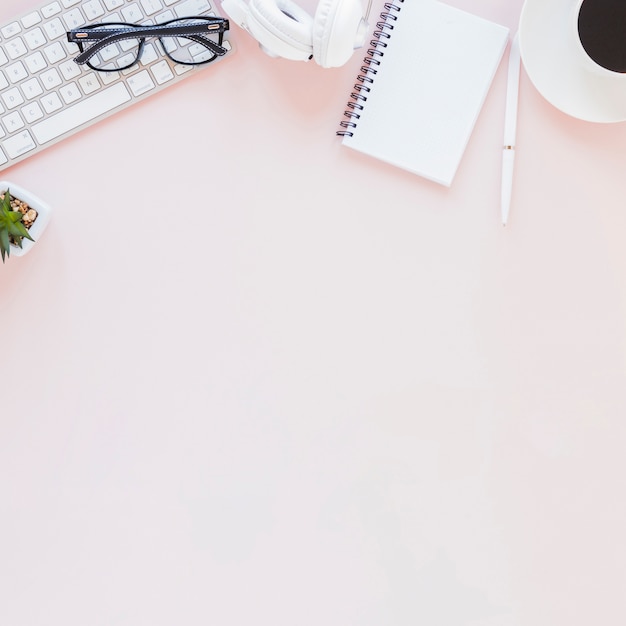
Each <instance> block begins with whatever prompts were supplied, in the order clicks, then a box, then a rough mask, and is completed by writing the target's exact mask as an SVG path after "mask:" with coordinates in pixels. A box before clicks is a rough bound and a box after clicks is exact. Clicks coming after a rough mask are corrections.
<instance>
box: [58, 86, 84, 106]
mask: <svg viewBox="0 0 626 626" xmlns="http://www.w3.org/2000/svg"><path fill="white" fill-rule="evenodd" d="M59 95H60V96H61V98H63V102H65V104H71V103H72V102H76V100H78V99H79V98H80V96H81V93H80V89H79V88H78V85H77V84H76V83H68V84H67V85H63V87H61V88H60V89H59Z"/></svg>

...

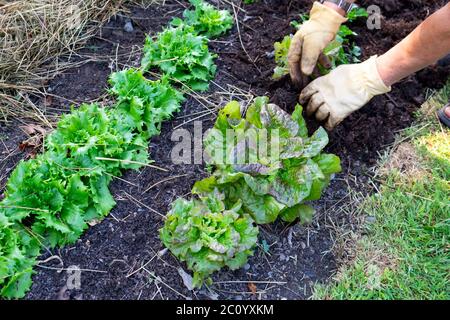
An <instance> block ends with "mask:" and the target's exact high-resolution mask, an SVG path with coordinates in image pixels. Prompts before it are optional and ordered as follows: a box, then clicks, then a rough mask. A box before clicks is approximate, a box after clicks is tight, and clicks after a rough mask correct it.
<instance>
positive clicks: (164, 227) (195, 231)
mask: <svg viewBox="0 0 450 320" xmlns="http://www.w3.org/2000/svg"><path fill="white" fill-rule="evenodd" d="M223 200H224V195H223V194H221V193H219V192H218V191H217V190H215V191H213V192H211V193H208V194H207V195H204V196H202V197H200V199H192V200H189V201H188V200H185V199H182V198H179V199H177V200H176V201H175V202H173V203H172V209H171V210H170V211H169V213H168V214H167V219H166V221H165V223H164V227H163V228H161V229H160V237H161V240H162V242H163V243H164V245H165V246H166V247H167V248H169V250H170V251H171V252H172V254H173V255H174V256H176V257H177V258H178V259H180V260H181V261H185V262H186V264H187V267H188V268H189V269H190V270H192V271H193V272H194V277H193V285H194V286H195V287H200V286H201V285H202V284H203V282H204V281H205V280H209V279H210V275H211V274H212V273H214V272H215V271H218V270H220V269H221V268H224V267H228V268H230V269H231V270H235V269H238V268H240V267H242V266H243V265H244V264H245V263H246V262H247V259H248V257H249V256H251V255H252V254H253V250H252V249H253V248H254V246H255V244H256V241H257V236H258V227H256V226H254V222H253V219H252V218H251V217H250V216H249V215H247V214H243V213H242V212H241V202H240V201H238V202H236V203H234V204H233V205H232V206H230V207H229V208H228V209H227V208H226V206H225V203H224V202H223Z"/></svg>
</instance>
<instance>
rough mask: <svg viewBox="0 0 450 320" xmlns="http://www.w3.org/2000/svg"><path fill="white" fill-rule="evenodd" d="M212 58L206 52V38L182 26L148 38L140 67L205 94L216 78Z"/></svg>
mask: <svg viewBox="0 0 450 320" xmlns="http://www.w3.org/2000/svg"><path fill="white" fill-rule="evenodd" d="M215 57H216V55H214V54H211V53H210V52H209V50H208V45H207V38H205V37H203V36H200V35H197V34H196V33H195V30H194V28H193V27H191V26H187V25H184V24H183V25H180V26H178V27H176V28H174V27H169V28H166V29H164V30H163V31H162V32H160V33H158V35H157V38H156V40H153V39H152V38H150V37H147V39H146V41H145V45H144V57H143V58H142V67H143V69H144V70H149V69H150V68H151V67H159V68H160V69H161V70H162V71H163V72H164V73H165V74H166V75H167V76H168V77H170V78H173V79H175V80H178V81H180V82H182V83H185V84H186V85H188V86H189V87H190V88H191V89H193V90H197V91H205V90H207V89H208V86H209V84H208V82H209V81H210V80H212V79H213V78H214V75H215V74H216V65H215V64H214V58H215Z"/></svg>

---

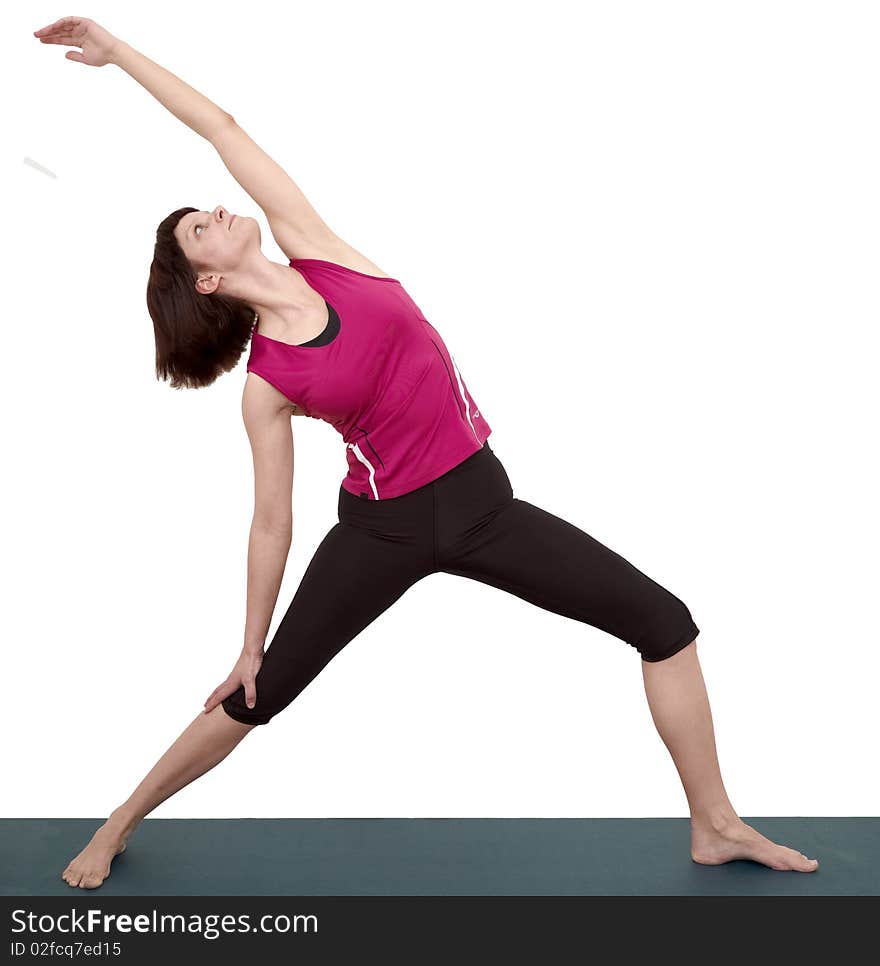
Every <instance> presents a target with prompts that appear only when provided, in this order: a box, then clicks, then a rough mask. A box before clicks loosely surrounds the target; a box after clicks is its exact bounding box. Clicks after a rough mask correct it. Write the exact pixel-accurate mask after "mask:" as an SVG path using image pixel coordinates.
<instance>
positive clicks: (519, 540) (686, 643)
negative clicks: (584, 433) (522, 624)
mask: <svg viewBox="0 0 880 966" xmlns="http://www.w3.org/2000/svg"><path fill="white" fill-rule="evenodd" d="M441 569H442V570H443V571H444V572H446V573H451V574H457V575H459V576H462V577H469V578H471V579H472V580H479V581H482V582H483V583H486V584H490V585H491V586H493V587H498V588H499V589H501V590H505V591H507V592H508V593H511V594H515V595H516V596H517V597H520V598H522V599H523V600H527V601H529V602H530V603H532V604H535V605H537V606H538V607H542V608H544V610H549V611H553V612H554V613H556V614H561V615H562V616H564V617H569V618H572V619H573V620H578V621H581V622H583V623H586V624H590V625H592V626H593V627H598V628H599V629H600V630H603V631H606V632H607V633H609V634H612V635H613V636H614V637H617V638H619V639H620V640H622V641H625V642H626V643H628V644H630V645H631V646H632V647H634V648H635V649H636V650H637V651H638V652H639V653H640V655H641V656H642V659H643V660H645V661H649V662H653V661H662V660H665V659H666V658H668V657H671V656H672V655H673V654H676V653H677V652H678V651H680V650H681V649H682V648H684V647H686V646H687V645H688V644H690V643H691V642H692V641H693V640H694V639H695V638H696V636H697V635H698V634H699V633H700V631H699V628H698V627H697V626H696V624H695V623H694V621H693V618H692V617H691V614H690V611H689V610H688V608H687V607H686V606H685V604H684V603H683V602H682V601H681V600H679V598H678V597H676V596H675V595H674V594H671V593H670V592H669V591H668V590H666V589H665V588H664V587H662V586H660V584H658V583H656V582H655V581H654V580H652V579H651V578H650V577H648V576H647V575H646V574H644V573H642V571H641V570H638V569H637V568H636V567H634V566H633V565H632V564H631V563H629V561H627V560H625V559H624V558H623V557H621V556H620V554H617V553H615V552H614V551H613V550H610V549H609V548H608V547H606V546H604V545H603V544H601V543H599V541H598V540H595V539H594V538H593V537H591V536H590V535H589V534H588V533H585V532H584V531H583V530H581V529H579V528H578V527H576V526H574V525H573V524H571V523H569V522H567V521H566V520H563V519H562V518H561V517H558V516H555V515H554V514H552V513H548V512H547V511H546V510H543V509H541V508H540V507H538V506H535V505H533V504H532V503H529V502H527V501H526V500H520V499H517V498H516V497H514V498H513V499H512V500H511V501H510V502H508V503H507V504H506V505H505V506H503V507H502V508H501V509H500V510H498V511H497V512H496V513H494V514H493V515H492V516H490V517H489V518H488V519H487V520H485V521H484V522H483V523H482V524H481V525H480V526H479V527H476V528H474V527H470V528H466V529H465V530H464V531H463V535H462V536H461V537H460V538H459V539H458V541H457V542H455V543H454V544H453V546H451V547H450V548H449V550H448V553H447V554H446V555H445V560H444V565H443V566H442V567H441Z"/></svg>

### Task statement
Return each line of the listing that holds the word "after".

### Response to this exercise
Each <instance> block begins with whatever prompts were supplied, in the order clicks, then a box, then a rough mask, and is completed by writing the target's exact mask as an SVG path after "mask:" with coordinates in pixels. A box before clicks is a rough bound and a box after clicks is exact. Clicks coming after a rough mask are corrections.
An <instance> block ends with "mask:" and the target's exact high-resolution mask, an SVG path with coordinates in image pixels. Prompts before it are optional and ordered as follows: a box, then clicks, then a rough mask. A box before clicks is approximate, a box after clicks is tight, and clicks after a rough mask correct it.
Every <instance> presents a target with prompts that appear only when provided, in this order: a box, then clicks, then a rough mask. A box before clicks loosely surrounds the target; a box after clicks is its exact bounding box. Clicks after a rough mask correct it. Write the exact pixel-accurate mask after "mask:" as an SVG path using image pixel coordinates.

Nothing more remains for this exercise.